## TASK INSTRUCTIONS
Only the lines from the one with "detect the lapel" through the end of the material below belong in the reply; transcribe them exactly.

■ ■ ■

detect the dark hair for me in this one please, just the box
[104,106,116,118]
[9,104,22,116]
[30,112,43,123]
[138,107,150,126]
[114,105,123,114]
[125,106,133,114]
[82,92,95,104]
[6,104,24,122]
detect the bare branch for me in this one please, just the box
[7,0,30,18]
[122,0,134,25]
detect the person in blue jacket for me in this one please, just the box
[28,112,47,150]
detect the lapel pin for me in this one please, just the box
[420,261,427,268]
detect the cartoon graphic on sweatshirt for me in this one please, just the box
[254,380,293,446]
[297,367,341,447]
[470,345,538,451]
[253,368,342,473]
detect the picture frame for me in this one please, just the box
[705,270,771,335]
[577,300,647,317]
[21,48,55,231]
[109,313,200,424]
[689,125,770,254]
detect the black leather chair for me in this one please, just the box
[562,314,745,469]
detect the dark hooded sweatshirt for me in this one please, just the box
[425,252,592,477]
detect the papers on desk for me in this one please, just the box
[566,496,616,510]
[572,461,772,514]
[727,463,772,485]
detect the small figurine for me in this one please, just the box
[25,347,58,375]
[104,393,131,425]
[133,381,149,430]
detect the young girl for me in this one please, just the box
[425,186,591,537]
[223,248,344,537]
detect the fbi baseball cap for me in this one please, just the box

■ ■ ■

## YOUR RESPONSE
detect the lapel pin for me in this one please, just the box
[420,261,427,268]
detect the cartoon graphic on sweatshirt for me in this one please, just the box
[254,380,293,446]
[297,367,341,447]
[470,345,538,451]
[253,368,342,473]
detect the picture frame for me in this one please, just the box
[705,270,771,335]
[577,300,647,317]
[21,48,55,231]
[109,313,200,424]
[689,125,770,254]
detect the black leather chair for me in this one please, just the box
[562,314,745,469]
detect the dark hooded sweatshirt for me in this one please, just the box
[425,252,592,477]
detect the papers on desk for me in this one please, just the box
[566,496,616,510]
[572,461,772,514]
[727,463,772,485]
detect the small figurine for me in this one please, just the box
[25,347,58,375]
[104,393,131,425]
[133,381,149,430]
detect the young girl for me in this one please, just the box
[425,186,591,537]
[223,248,344,537]
detect the fbi baseball cap for me in this one please, just the box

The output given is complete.